- Task requirements:
Transcribe word for word every line of the listing below, from the line containing "target: shirtless man" through the final line.

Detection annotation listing
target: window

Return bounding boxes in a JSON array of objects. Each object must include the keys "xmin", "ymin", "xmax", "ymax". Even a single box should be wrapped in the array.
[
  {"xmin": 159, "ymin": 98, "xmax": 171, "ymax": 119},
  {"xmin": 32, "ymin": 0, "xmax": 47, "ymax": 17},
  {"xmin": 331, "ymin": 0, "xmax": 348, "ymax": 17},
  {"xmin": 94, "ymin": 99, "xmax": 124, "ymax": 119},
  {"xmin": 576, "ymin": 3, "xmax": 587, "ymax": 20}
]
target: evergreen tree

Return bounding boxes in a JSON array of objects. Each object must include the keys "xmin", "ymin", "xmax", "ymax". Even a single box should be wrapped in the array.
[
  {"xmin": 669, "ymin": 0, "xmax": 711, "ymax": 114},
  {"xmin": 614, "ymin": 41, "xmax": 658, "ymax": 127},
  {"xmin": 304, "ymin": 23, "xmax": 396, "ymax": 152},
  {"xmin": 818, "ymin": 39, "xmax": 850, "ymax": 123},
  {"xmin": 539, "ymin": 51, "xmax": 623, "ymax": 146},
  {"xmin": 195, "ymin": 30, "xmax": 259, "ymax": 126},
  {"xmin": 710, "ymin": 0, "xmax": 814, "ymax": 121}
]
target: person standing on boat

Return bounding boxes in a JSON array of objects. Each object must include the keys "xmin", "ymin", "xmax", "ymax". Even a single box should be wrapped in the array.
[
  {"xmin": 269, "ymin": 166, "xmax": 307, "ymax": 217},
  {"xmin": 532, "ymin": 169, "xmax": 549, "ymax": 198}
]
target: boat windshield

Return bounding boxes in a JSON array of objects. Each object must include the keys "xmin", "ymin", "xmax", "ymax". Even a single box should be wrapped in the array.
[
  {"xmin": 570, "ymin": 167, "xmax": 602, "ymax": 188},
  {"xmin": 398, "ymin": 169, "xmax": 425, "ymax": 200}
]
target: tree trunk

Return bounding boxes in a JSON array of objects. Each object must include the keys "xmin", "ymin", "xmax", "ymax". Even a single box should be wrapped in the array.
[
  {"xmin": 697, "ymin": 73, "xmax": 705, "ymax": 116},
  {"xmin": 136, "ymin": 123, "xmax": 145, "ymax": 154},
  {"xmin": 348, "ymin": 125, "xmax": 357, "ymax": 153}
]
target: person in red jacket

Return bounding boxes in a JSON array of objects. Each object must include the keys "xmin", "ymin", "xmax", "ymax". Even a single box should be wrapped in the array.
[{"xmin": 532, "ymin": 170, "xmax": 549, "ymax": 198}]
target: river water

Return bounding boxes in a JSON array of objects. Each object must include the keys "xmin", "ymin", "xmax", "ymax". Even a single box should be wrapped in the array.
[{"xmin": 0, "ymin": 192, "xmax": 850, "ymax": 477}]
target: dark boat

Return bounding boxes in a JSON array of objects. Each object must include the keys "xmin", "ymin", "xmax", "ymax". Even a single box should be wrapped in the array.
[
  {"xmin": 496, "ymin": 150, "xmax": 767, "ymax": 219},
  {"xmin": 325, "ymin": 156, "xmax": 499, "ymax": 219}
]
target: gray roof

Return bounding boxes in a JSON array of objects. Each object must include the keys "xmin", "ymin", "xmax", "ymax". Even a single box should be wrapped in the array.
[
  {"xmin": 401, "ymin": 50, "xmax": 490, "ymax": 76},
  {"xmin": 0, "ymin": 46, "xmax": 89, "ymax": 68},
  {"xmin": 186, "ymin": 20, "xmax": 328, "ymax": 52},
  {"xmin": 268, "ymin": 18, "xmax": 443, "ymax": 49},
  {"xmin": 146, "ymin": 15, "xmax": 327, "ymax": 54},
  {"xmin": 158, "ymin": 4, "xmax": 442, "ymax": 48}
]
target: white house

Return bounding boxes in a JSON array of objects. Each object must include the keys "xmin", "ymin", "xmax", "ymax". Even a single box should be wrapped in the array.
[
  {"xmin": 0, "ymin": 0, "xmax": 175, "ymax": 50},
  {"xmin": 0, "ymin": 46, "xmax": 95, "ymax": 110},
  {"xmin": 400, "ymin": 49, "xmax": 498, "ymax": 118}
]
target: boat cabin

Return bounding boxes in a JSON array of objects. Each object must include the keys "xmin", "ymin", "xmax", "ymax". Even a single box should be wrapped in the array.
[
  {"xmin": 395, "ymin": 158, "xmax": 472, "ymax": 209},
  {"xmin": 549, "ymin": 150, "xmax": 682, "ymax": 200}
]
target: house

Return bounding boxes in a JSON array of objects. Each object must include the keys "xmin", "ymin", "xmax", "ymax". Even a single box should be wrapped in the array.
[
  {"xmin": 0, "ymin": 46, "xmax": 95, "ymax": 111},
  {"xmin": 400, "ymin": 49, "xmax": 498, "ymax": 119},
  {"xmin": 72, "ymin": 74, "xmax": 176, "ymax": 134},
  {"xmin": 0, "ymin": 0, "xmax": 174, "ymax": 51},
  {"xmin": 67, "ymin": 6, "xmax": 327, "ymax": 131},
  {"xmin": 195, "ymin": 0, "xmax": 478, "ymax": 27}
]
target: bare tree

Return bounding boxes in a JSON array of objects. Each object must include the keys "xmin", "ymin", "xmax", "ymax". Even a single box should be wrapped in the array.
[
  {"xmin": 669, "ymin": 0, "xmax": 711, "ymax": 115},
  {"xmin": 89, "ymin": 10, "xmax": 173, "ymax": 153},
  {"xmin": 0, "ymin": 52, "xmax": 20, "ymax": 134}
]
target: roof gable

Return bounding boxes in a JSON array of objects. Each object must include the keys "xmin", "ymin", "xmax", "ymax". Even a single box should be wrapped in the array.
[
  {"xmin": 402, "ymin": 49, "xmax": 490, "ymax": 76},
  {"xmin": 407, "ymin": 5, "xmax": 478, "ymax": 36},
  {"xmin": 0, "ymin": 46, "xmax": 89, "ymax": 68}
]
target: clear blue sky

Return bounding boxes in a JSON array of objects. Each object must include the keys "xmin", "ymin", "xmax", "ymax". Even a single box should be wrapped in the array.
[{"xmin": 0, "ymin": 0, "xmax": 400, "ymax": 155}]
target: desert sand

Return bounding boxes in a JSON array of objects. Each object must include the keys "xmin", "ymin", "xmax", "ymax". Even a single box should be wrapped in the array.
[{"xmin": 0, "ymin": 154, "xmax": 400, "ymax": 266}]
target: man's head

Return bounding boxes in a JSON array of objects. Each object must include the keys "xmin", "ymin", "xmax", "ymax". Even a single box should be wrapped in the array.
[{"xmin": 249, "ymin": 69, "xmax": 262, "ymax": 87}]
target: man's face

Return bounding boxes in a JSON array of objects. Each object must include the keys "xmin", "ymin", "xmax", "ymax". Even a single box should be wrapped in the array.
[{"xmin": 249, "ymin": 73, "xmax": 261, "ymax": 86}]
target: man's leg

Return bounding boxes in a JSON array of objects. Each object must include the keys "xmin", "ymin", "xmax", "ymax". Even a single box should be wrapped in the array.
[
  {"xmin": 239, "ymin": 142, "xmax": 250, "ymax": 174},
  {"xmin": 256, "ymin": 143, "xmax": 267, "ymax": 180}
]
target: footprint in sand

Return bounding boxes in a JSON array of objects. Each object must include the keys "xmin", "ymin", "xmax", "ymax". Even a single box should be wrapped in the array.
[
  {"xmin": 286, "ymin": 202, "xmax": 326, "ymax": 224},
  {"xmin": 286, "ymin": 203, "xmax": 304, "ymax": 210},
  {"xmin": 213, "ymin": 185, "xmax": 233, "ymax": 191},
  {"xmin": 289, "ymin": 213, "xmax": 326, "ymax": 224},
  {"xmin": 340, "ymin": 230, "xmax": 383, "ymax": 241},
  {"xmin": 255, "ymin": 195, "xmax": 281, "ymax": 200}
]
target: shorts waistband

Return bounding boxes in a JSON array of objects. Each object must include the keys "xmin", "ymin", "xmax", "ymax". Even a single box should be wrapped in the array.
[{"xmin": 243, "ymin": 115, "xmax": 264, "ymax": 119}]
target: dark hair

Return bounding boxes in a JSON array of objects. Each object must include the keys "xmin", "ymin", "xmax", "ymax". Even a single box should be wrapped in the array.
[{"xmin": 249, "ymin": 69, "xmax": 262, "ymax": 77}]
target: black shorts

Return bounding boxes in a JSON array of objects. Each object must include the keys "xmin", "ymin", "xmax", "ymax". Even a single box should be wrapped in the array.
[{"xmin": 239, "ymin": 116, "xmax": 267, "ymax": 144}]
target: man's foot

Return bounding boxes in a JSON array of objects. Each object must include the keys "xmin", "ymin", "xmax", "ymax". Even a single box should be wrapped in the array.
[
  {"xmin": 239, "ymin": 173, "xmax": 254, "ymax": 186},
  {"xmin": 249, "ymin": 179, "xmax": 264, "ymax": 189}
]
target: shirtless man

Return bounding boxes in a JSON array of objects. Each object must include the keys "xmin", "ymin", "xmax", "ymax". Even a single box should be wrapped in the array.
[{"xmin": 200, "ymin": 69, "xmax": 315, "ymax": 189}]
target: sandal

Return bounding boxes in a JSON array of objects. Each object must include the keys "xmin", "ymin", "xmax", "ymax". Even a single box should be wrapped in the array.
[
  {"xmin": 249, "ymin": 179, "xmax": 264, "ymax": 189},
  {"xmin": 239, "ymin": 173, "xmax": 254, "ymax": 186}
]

- The reply:
target: shirtless man

Return bounding boxes in a JSON array of objects. Each object must include the keys "xmin", "ymin", "xmax", "ymax". Even a single box should be wrapped in the array.
[{"xmin": 200, "ymin": 69, "xmax": 315, "ymax": 189}]
target: sandal

Return bounding boxes in a JSON array of objects. Each object must include the keys "xmin", "ymin", "xmax", "ymax". Even a single box should be wrapped in the array.
[
  {"xmin": 249, "ymin": 179, "xmax": 264, "ymax": 189},
  {"xmin": 239, "ymin": 173, "xmax": 254, "ymax": 186}
]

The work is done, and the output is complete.